▸ PAGE

--- Start ---

29 Jesus left there and went along the Sea of Galilee. Then he went up on a mountainside and sat down. 30 Great crowds came to him, bringing the lame, the blind, the crippled, the mute and many others, and laid them at his feet; and he healed them. 31 The people were amazed when they saw the mute speaking, the crippled made well, the lame walking and the blind seeing. And they praised the God of Israel.

CONSIDER THIS

Why did Jesus do miracles? For the longest time I had a pretty simplistic black and white answer. I used to think Jesus performed miracles to prove he was God. I think different now. Now I’m coming to understand that miracles are many layered mysteries, opening up eternal windows into the unfathomable mercy of God.

Now I believe Jesus performed miracles because of his great compassion for the people made in his image. Jesus performed miracles to demonstrate that the great reversal of the Kingdom of on-Earth-as-it-is-in-Heaven was now present. The fruit of the fall of the human race littered the landscape. Jesus intentionally chose to go to the people who had been dismissed by the society as un-helpable. He chose the most broken scenarios as the places where he would demonstrate the break-through possibilities of his Kingdom. I am becoming convinced that the dearth of miracles in our day (at least where I live) is a direct consequence of the dearth of real love in our day. It’s not that we don’t believe enough. It’s that we don’t love enough.

We see in today’s text how as his mission progressed, people began to pay attention to these un-helpable people and bringing them to Jesus. He started by going to them. In response, the people began picking up the un-helpable ones whom they had probably given up on helping, and bringing them straight to Jesus.

--- End ---

▸ RECORDS PROVIDED
--- Start ---

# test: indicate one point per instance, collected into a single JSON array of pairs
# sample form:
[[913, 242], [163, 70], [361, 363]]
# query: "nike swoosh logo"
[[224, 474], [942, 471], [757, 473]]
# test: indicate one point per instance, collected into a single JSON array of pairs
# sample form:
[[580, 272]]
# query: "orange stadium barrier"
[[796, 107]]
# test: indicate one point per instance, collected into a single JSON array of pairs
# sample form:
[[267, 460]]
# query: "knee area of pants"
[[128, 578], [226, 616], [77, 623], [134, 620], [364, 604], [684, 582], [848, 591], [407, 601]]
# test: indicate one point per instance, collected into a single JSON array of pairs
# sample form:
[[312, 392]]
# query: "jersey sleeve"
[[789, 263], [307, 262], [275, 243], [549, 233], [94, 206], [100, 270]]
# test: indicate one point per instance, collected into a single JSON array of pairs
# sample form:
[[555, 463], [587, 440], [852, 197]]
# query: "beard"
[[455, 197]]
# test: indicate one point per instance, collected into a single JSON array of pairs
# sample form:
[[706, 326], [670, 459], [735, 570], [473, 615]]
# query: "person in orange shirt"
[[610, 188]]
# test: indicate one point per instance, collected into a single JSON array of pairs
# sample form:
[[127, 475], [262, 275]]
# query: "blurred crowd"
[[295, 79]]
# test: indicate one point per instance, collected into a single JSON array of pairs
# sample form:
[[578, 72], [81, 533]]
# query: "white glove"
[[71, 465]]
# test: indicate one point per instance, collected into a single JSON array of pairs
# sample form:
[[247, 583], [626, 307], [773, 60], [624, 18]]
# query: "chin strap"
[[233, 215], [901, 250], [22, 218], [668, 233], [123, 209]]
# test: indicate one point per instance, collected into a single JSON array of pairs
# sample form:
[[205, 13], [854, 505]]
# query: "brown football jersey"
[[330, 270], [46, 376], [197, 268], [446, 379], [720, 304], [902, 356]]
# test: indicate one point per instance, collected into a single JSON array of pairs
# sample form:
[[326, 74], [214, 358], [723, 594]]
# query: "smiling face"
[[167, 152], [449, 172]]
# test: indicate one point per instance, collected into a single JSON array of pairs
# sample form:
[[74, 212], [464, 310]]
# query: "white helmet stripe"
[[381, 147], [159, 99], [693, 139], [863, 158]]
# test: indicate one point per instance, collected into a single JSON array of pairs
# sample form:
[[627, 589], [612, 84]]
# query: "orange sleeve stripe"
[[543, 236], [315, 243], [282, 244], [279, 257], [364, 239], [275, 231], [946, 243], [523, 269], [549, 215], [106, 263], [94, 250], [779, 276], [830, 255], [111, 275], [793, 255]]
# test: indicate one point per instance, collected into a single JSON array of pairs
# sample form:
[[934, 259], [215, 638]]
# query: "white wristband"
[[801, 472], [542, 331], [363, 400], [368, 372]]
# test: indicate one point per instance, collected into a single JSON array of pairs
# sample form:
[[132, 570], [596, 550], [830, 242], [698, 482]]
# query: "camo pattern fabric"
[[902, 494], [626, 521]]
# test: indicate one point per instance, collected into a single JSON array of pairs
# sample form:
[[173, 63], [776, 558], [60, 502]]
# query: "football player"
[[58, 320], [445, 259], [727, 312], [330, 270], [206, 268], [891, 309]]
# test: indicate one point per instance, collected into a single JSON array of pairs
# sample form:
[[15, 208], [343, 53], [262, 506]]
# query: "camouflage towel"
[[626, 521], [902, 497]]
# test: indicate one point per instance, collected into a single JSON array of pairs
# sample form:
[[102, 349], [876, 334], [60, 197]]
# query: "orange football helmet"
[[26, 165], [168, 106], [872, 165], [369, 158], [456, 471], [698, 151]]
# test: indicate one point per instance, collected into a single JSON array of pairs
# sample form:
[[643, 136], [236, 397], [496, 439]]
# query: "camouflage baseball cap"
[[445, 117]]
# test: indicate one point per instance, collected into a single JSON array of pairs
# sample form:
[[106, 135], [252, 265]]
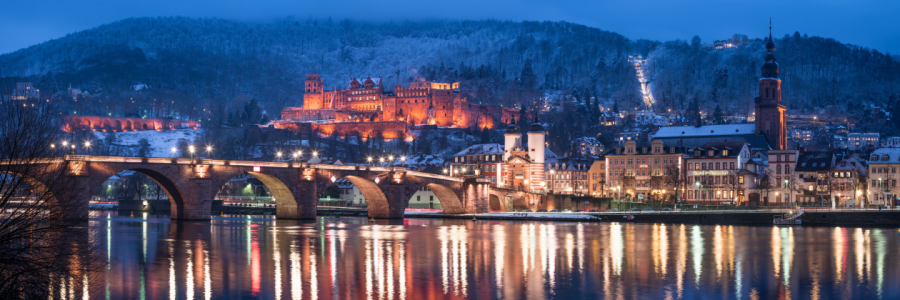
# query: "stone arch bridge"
[[115, 124], [191, 184]]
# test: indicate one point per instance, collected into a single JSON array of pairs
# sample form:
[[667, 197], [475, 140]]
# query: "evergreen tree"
[[718, 117], [485, 136], [527, 78], [894, 106]]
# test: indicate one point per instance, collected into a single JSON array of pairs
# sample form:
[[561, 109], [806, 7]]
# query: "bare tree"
[[41, 239]]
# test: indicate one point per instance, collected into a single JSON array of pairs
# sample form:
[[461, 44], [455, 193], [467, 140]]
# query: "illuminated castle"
[[422, 103]]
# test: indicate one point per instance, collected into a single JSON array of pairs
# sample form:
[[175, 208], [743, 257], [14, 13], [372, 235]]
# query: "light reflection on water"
[[351, 258]]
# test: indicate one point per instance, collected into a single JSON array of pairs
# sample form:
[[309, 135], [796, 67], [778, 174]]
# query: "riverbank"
[[824, 217]]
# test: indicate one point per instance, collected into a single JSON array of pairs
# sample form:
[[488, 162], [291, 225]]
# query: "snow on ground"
[[510, 215], [160, 141]]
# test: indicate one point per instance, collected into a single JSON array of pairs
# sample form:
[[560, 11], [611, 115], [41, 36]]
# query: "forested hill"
[[216, 65]]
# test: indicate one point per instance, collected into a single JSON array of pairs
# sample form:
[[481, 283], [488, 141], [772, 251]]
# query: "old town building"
[[883, 165], [780, 176], [597, 186], [481, 159], [848, 181], [813, 172], [638, 172], [586, 146], [523, 167], [712, 172], [568, 176]]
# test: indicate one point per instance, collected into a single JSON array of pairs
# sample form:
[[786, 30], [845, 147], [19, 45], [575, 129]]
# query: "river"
[[352, 258]]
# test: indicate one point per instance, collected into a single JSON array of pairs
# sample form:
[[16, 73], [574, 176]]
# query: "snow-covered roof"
[[707, 130], [481, 149], [893, 156]]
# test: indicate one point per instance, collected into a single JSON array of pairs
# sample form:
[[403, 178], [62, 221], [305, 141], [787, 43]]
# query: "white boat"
[[791, 218]]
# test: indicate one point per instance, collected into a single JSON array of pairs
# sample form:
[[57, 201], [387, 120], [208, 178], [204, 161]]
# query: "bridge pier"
[[200, 193], [304, 193], [394, 206], [476, 196]]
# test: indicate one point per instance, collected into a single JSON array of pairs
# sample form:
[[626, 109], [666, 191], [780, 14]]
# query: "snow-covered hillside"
[[161, 142]]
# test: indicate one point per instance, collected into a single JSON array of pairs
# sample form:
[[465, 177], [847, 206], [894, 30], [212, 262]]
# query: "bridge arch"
[[175, 194], [284, 198], [495, 204], [448, 198], [376, 201]]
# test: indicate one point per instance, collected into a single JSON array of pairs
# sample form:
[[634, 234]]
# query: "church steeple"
[[770, 68], [770, 113]]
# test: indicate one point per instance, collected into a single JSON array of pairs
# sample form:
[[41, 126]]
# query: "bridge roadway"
[[191, 184]]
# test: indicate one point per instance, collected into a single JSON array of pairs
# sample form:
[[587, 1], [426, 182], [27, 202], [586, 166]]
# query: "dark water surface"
[[350, 258]]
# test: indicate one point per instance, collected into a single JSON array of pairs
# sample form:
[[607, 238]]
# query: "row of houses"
[[714, 164]]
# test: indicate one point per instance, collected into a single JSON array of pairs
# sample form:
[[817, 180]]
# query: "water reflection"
[[345, 258]]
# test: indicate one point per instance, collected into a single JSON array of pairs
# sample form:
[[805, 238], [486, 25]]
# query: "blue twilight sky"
[[868, 23]]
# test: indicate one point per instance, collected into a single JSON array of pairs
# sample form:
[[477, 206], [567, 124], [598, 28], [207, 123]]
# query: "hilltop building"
[[367, 107]]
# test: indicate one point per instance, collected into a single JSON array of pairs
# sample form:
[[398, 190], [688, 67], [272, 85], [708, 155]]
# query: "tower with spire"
[[770, 113]]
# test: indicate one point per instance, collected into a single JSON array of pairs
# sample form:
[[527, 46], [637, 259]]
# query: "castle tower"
[[312, 96], [770, 118], [513, 140]]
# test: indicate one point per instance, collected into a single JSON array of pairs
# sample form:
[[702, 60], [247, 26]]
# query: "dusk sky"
[[867, 23]]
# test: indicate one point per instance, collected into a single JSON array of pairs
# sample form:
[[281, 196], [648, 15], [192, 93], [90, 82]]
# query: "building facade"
[[712, 173], [480, 159], [639, 172], [859, 141], [882, 177]]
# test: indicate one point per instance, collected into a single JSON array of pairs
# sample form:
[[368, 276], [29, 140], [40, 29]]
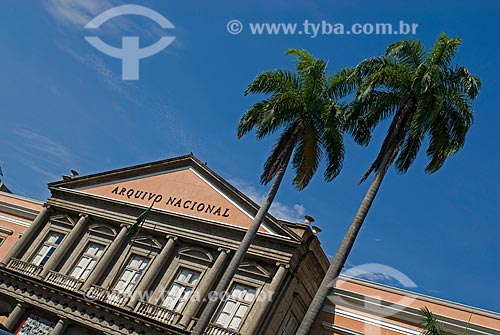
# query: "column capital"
[[172, 237], [49, 208], [281, 264], [222, 249], [84, 215]]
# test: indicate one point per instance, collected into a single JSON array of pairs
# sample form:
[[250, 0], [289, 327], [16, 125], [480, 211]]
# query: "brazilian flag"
[[138, 222]]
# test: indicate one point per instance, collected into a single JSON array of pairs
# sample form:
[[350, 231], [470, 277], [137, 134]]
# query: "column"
[[27, 238], [262, 305], [153, 271], [60, 327], [66, 245], [106, 259], [15, 317], [204, 287]]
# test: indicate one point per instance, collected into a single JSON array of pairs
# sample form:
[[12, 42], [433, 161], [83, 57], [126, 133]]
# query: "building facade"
[[80, 270], [76, 270]]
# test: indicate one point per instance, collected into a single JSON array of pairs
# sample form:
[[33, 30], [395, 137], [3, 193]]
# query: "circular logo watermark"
[[234, 27]]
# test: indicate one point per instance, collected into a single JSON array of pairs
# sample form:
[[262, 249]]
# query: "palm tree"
[[425, 96], [429, 324], [303, 105]]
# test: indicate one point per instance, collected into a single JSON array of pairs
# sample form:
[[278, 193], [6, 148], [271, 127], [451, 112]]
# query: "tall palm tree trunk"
[[390, 148], [343, 251], [240, 253]]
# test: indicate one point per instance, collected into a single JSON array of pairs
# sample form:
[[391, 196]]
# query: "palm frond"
[[429, 323]]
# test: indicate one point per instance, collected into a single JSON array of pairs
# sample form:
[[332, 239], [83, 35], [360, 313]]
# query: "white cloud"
[[43, 144], [293, 213], [75, 13]]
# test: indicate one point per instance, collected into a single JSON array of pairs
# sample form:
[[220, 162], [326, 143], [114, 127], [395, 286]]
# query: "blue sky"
[[64, 106]]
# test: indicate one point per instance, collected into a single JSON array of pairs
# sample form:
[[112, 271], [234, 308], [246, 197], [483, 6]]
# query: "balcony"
[[24, 267], [214, 329], [158, 313], [114, 298], [63, 281]]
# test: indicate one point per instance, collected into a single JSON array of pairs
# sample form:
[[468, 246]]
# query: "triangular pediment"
[[182, 186], [182, 191]]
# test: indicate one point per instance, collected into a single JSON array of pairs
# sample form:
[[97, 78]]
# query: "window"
[[87, 261], [289, 325], [236, 306], [181, 289], [47, 249], [131, 274]]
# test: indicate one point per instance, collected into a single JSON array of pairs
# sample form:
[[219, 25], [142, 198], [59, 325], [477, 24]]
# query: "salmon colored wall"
[[182, 184], [10, 240], [416, 301]]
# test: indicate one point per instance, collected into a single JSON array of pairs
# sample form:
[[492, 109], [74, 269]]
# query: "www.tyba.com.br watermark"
[[323, 28]]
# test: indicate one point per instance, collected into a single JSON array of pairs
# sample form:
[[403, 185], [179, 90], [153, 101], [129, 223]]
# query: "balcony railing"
[[114, 298], [24, 267], [66, 282], [159, 313], [213, 329]]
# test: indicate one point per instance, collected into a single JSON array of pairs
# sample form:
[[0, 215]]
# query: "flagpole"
[[131, 242]]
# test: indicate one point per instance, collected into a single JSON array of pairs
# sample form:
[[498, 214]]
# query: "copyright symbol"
[[234, 27]]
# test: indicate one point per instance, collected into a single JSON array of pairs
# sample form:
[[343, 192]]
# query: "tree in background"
[[303, 105]]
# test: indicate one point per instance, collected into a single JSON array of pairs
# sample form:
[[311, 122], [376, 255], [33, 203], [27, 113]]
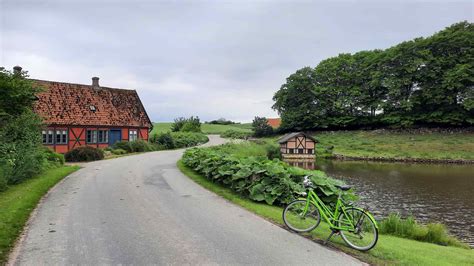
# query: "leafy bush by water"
[[84, 154], [410, 228], [258, 178]]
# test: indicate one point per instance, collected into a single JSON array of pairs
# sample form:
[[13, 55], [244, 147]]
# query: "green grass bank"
[[400, 145], [390, 250], [20, 200], [206, 128]]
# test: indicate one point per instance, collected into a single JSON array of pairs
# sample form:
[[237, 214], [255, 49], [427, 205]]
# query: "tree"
[[260, 127]]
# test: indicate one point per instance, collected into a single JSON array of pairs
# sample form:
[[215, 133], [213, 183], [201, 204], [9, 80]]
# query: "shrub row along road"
[[141, 210]]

--- End ---

▸ REQUEST
Please resume the reflection on why Jesus performed miracles, picking up right after its final sentence.

▸ EXERCISE ANSWER
I find the eternal window opened up by this miracle is becoming something of a mirror in which I can examine myself. This has me asking myself who I may have deemed “un-helpable” and given up on. Further I ask myself, “What would it mean for me, like them, to lay the people I have given up on “at his feet” as they did?” It must mean more than “saying a prayer,” though if I’m honest I have probably given up on that in many cases. Suffice it to say, I’m personally challenged here.

Summarizing—as I peer through this eternal window into the miraculous mercy of God, “seeing” more than before into those first century days of Kingdom come, the window turns into a mirror giving me the grace to see more into my own heart where I can become honest about the gap between who I am and who Jesus is calling me to become. The mirror gives way to a window again, only in the twenty-first century. Maybe I am gaining “eyes to see” the un-helpable ones in a new way—as people with possibilities and not as problems.

Finally, it occurs to me that I am looking at a two way window, one that has mirrors on both sides yet can also be seen through from both sides. Stretch with me to understand this. There’s a way of trying to help the un-helpable in which I see their form through the window but only as a needy person. When I try to help them in some token way the window becomes a mirror on their side in which they see themselves as the sum total of their needs. If I can somehow look through the eternal window of God’s mercy and “see” the person on the other side as an image bearer of God I will finally have the possibility of reaching to them in a way that opens the window for them to see God and in seeing God to be reminded of his possibilities for themselves as his image bearers.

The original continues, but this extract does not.